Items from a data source
========

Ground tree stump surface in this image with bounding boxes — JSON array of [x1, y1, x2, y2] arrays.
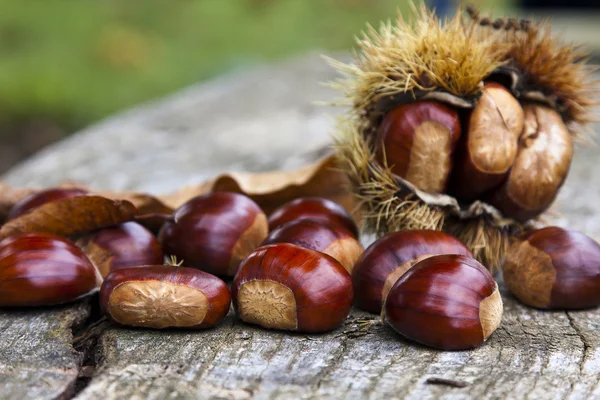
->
[[0, 54, 600, 400]]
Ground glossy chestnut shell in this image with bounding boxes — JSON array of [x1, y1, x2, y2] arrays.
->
[[383, 255, 502, 350], [77, 222, 163, 277], [100, 265, 231, 329], [269, 197, 358, 238], [503, 227, 600, 310], [231, 243, 353, 332], [263, 219, 364, 273], [159, 192, 268, 276], [0, 233, 99, 307], [352, 230, 472, 313], [375, 100, 461, 193]]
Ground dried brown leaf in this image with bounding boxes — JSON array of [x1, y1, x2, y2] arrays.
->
[[0, 196, 137, 239]]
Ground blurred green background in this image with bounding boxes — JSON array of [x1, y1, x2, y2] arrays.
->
[[0, 0, 507, 171]]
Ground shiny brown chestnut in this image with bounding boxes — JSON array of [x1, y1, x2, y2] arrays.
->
[[77, 222, 163, 277], [263, 219, 364, 274], [6, 188, 89, 220], [269, 197, 358, 238], [375, 100, 461, 193], [158, 192, 268, 276], [383, 255, 503, 350], [352, 230, 472, 313], [487, 104, 573, 222], [503, 227, 600, 310], [100, 265, 231, 329], [231, 243, 353, 332], [0, 233, 100, 307], [451, 82, 524, 200]]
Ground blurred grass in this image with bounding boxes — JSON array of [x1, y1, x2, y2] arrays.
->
[[0, 0, 504, 138]]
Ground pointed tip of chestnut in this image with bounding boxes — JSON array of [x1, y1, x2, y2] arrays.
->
[[269, 197, 359, 238], [352, 230, 472, 313], [263, 219, 364, 274], [503, 227, 600, 309], [77, 222, 163, 277], [100, 265, 231, 329], [159, 192, 268, 276], [383, 255, 503, 350], [231, 243, 353, 333], [375, 100, 461, 193], [6, 188, 89, 220], [0, 233, 99, 307]]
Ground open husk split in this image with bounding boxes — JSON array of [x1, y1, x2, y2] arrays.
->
[[329, 6, 595, 270]]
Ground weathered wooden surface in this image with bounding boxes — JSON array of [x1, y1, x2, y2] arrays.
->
[[0, 56, 600, 400]]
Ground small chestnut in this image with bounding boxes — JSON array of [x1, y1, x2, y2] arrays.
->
[[375, 100, 461, 193], [383, 255, 502, 350], [503, 227, 600, 310], [352, 230, 472, 313], [100, 265, 231, 329], [487, 104, 573, 222], [451, 82, 524, 200], [6, 188, 89, 220], [0, 233, 100, 307], [231, 243, 353, 332], [269, 197, 358, 238], [263, 219, 364, 273], [77, 222, 163, 277], [158, 192, 268, 276]]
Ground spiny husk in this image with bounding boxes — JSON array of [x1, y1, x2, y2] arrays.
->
[[334, 119, 522, 270], [480, 14, 600, 136], [330, 5, 506, 113]]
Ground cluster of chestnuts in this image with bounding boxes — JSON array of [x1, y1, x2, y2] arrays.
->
[[374, 81, 573, 222], [0, 189, 600, 350]]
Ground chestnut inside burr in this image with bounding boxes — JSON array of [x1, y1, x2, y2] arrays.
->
[[108, 280, 208, 329], [238, 280, 298, 330]]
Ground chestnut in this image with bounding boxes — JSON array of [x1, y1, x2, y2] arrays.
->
[[0, 233, 100, 307], [375, 100, 461, 193], [451, 82, 524, 200], [269, 197, 358, 238], [487, 104, 573, 222], [231, 243, 353, 332], [352, 230, 472, 313], [6, 188, 89, 220], [503, 227, 600, 310], [77, 222, 163, 277], [158, 192, 268, 276], [383, 255, 502, 350], [100, 265, 231, 329], [263, 219, 364, 273]]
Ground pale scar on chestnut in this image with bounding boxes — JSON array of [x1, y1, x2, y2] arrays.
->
[[406, 121, 451, 193], [108, 281, 208, 329], [479, 285, 503, 340], [238, 280, 298, 330]]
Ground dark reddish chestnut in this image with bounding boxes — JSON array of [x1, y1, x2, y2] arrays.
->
[[451, 82, 524, 200], [6, 188, 89, 219], [383, 255, 503, 350], [77, 222, 163, 277], [352, 230, 472, 313], [100, 265, 231, 329], [0, 233, 100, 307], [375, 100, 461, 193], [487, 104, 573, 222], [231, 243, 353, 332], [503, 227, 600, 310], [159, 192, 268, 276], [269, 197, 358, 238], [263, 219, 364, 273]]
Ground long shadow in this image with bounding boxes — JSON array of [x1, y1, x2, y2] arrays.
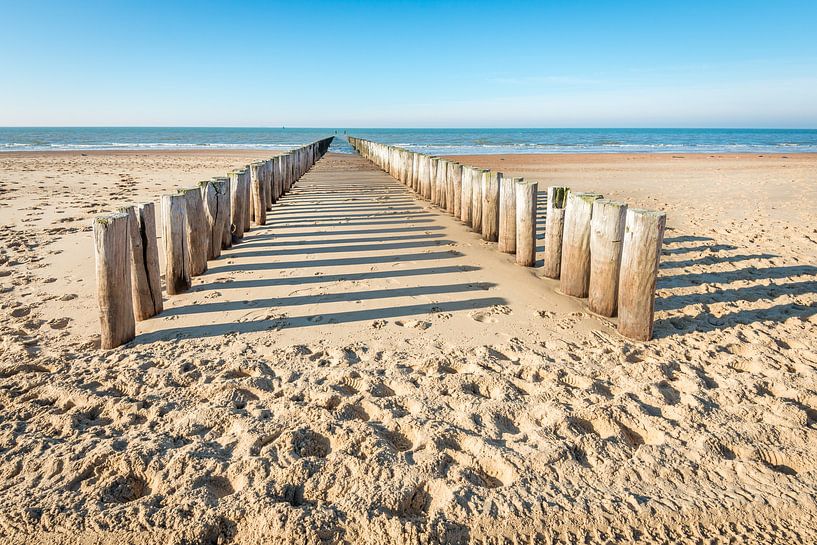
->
[[230, 232, 442, 249], [658, 265, 817, 288], [242, 225, 445, 240], [267, 210, 429, 226], [209, 250, 462, 273], [654, 303, 817, 339], [655, 281, 817, 310], [230, 239, 452, 258], [195, 265, 480, 292], [162, 282, 496, 316], [658, 254, 780, 270], [132, 297, 507, 345]]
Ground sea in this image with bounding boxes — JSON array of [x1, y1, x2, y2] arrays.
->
[[0, 127, 817, 155]]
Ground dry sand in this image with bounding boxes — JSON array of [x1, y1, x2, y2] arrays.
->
[[0, 152, 817, 545]]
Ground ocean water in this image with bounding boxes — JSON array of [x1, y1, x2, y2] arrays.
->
[[0, 127, 817, 155]]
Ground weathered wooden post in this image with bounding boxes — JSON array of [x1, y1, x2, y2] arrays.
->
[[471, 168, 482, 233], [250, 162, 267, 225], [587, 199, 627, 316], [240, 165, 252, 233], [460, 166, 474, 227], [513, 178, 538, 267], [230, 170, 245, 242], [93, 212, 136, 349], [449, 163, 462, 219], [542, 186, 570, 278], [482, 171, 502, 242], [199, 178, 231, 259], [429, 157, 440, 204], [162, 194, 190, 295], [618, 208, 667, 341], [560, 193, 602, 297], [119, 203, 162, 321], [496, 174, 522, 254], [179, 187, 210, 276]]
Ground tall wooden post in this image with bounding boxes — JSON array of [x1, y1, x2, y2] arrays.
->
[[560, 193, 602, 297], [471, 168, 482, 233], [180, 187, 210, 276], [514, 178, 538, 267], [482, 171, 502, 242], [587, 199, 627, 316], [449, 163, 462, 219], [119, 203, 162, 321], [162, 194, 190, 295], [429, 157, 440, 204], [496, 174, 522, 254], [460, 166, 474, 227], [230, 170, 245, 242], [542, 186, 570, 278], [136, 202, 163, 320], [250, 162, 267, 225], [93, 212, 136, 349], [618, 208, 667, 341]]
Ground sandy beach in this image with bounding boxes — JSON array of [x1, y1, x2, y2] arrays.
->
[[0, 150, 817, 545]]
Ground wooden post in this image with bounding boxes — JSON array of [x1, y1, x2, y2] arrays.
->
[[93, 212, 136, 349], [460, 166, 474, 227], [119, 203, 162, 321], [542, 186, 570, 278], [496, 174, 522, 254], [513, 178, 538, 267], [482, 170, 502, 242], [471, 168, 482, 233], [180, 187, 210, 276], [213, 176, 233, 250], [587, 199, 627, 316], [136, 202, 163, 318], [618, 208, 667, 341], [250, 162, 267, 225], [230, 170, 245, 242], [162, 194, 190, 295], [560, 193, 602, 297], [240, 165, 252, 233], [449, 163, 462, 219], [428, 157, 440, 204]]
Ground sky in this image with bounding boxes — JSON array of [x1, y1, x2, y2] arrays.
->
[[0, 0, 817, 128]]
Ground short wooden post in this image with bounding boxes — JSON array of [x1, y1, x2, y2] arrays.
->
[[230, 170, 245, 242], [482, 170, 502, 242], [428, 157, 440, 204], [180, 187, 210, 276], [448, 163, 462, 219], [119, 203, 162, 321], [560, 193, 602, 297], [587, 199, 627, 316], [471, 168, 482, 233], [250, 162, 267, 225], [460, 166, 474, 227], [162, 194, 190, 295], [213, 176, 233, 250], [240, 165, 252, 233], [93, 212, 136, 349], [514, 178, 538, 267], [136, 202, 163, 319], [496, 174, 522, 254], [542, 186, 570, 278], [618, 208, 667, 341]]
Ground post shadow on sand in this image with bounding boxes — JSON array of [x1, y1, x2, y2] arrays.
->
[[654, 227, 817, 338], [131, 297, 507, 345]]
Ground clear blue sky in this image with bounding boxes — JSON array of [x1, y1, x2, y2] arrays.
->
[[0, 0, 817, 128]]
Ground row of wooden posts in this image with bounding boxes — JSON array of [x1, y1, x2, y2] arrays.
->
[[349, 137, 666, 341], [93, 137, 332, 348]]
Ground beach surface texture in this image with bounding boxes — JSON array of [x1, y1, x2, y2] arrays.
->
[[0, 150, 817, 545]]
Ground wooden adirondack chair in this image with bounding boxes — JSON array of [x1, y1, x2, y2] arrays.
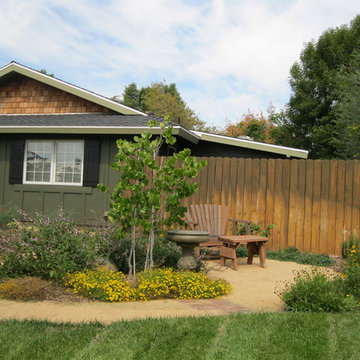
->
[[185, 204, 251, 247]]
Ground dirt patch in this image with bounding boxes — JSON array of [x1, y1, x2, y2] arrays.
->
[[0, 258, 338, 323]]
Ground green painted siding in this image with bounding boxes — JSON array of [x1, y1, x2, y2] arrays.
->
[[0, 138, 121, 223]]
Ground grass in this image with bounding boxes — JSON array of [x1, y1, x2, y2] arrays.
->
[[0, 313, 360, 360]]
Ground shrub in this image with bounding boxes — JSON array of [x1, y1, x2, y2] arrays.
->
[[64, 268, 231, 302], [0, 209, 107, 279], [276, 267, 358, 312], [341, 234, 360, 259], [266, 246, 335, 266], [109, 236, 181, 274], [0, 277, 49, 301], [344, 242, 360, 300], [0, 205, 18, 230]]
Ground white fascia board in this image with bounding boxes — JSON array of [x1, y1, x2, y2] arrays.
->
[[0, 63, 148, 116], [0, 126, 199, 144], [192, 131, 309, 159]]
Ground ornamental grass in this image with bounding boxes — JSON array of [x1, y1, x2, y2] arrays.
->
[[64, 268, 231, 302]]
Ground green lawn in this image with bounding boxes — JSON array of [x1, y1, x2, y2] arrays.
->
[[0, 313, 360, 360]]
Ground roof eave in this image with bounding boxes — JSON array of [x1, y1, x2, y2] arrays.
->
[[0, 126, 199, 144], [0, 62, 147, 116], [197, 132, 309, 159]]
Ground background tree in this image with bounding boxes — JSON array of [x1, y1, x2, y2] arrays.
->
[[123, 82, 205, 130], [279, 16, 360, 158], [331, 50, 360, 159], [123, 83, 141, 110], [222, 107, 284, 144]]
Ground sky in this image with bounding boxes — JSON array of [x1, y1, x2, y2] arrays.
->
[[0, 0, 360, 127]]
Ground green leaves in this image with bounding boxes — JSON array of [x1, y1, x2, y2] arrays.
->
[[279, 16, 360, 158], [98, 118, 206, 272]]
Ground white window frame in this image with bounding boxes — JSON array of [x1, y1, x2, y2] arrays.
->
[[23, 139, 85, 186]]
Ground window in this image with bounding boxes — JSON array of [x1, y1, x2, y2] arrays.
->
[[23, 140, 84, 185]]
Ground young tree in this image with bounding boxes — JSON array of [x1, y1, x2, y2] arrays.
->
[[98, 119, 206, 276], [280, 16, 360, 158]]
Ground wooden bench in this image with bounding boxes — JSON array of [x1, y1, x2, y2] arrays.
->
[[219, 235, 268, 270], [185, 204, 251, 249]]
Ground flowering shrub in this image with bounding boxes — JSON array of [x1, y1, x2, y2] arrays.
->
[[64, 268, 231, 302], [109, 234, 181, 274], [0, 208, 116, 279], [276, 267, 358, 312]]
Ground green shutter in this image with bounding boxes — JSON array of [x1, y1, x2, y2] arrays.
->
[[9, 139, 25, 184], [83, 139, 100, 187]]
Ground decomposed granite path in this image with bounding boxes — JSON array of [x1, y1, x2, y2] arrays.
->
[[0, 258, 316, 323]]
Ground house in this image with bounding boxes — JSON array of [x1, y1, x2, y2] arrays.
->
[[0, 62, 307, 221]]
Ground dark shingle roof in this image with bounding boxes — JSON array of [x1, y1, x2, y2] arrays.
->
[[0, 114, 176, 127]]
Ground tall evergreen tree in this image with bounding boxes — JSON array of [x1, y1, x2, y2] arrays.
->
[[279, 16, 360, 158]]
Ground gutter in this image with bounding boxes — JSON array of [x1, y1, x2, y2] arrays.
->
[[192, 131, 309, 159], [0, 126, 200, 144]]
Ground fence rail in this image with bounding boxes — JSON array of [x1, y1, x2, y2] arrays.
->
[[186, 158, 360, 255]]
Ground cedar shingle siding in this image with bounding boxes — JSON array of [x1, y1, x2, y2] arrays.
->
[[0, 75, 111, 114]]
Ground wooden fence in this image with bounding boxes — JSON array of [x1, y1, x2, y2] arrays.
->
[[186, 158, 360, 255]]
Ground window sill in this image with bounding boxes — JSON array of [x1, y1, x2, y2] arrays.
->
[[14, 184, 93, 194]]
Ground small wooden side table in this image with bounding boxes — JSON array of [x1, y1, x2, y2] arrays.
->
[[219, 235, 269, 270]]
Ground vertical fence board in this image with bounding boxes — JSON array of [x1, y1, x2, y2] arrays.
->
[[206, 157, 215, 204], [273, 159, 285, 250], [184, 158, 360, 255], [265, 159, 276, 250], [258, 159, 268, 227], [214, 157, 224, 205], [351, 160, 360, 237], [235, 159, 245, 219], [319, 160, 330, 254], [287, 160, 298, 246], [311, 160, 321, 253], [295, 160, 306, 249], [249, 159, 260, 223], [280, 160, 290, 249], [221, 158, 230, 206], [228, 158, 238, 217], [243, 159, 252, 219], [304, 160, 314, 252], [335, 160, 345, 254], [327, 160, 338, 254], [344, 160, 354, 240]]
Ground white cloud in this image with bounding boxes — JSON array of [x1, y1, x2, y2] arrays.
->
[[0, 0, 358, 125]]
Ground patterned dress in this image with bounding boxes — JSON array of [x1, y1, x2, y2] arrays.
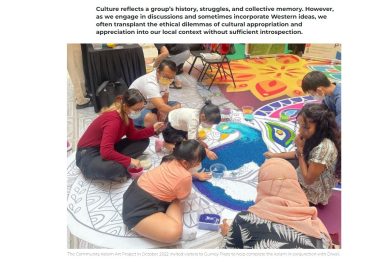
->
[[297, 138, 338, 205], [221, 211, 329, 249]]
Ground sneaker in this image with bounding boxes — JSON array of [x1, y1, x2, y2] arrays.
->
[[75, 101, 92, 109], [169, 81, 182, 89]]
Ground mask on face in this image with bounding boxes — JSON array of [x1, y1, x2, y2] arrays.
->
[[161, 147, 173, 155], [128, 111, 141, 119], [189, 164, 202, 175], [313, 90, 325, 101]]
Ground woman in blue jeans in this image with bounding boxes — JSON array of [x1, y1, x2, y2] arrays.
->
[[76, 89, 164, 181]]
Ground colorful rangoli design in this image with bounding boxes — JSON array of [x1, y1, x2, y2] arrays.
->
[[67, 97, 312, 248]]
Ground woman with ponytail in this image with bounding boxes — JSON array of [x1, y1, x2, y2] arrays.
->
[[76, 89, 164, 181], [122, 140, 206, 244], [264, 104, 341, 205], [162, 100, 221, 160]]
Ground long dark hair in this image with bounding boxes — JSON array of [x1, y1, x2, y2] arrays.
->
[[161, 139, 206, 165], [200, 100, 222, 124], [119, 89, 145, 124], [297, 103, 341, 178]]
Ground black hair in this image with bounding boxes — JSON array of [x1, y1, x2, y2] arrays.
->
[[120, 89, 146, 124], [122, 89, 145, 107], [157, 59, 177, 72], [161, 139, 206, 165], [200, 100, 222, 124], [301, 71, 331, 93], [297, 103, 341, 178], [162, 123, 187, 144]]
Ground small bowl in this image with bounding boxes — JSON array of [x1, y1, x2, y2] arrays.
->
[[221, 107, 231, 115], [128, 167, 144, 179], [210, 163, 227, 178], [198, 129, 207, 140]]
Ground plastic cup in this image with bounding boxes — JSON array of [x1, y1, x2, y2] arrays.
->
[[198, 129, 206, 140], [210, 163, 227, 178], [241, 106, 253, 115]]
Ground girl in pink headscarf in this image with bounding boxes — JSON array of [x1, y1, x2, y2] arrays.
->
[[221, 158, 331, 249]]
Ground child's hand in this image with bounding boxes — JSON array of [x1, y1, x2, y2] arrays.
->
[[264, 151, 276, 158], [206, 148, 218, 160], [294, 134, 305, 152], [153, 122, 165, 133], [219, 219, 230, 237], [194, 172, 211, 181], [131, 158, 141, 168]]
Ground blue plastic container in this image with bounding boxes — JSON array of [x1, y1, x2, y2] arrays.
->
[[198, 214, 220, 231], [210, 163, 227, 178]]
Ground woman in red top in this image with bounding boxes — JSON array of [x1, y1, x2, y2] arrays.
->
[[76, 89, 164, 181]]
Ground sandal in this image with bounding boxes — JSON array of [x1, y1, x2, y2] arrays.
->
[[169, 82, 182, 89]]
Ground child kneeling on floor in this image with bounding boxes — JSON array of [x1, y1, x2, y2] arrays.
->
[[162, 100, 221, 160], [123, 140, 206, 244]]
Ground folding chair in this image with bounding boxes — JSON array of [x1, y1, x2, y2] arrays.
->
[[198, 44, 236, 89], [188, 44, 210, 75]]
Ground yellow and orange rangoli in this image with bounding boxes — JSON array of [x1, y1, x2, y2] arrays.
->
[[208, 55, 319, 101]]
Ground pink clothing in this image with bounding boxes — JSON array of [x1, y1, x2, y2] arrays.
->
[[248, 158, 330, 242], [137, 160, 192, 202]]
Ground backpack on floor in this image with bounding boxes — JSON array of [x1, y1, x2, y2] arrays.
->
[[95, 78, 128, 109]]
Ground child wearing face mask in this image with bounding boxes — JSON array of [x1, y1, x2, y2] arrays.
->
[[162, 100, 221, 160], [122, 140, 206, 244], [302, 71, 341, 128], [76, 89, 164, 181], [129, 60, 181, 127]]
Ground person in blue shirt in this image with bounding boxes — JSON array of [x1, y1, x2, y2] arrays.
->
[[302, 71, 341, 128]]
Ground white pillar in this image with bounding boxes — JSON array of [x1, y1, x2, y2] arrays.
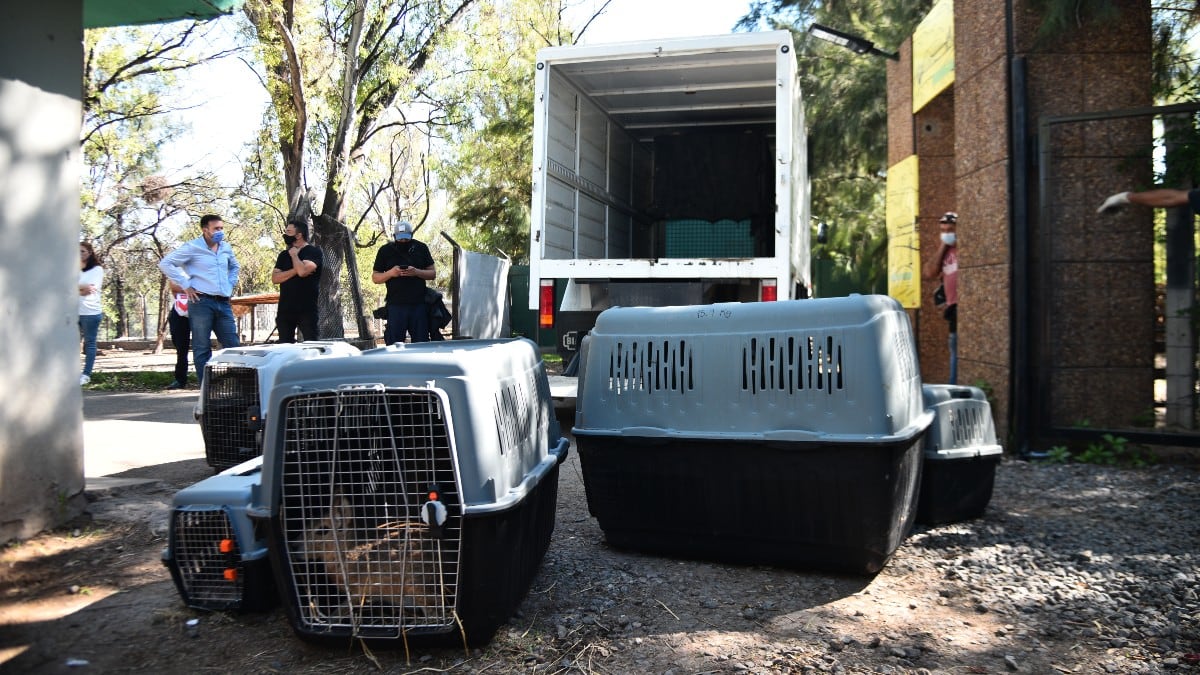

========

- _Written exercise_
Print the lines starting at the one that contains "Ground window sill" and ending at the one that contains "[[219, 235, 269, 270]]", exactly as they stand.

- _Solution for this task_
Ground window sill in this image with bounding boxes — JSON array of [x1, y1, x2, y2] arrays.
->
[[14, 184, 93, 194]]
Ground small wooden side table in this image with bounding boxes — JSON array of [x1, y1, x2, y2] arrays.
->
[[219, 235, 269, 270]]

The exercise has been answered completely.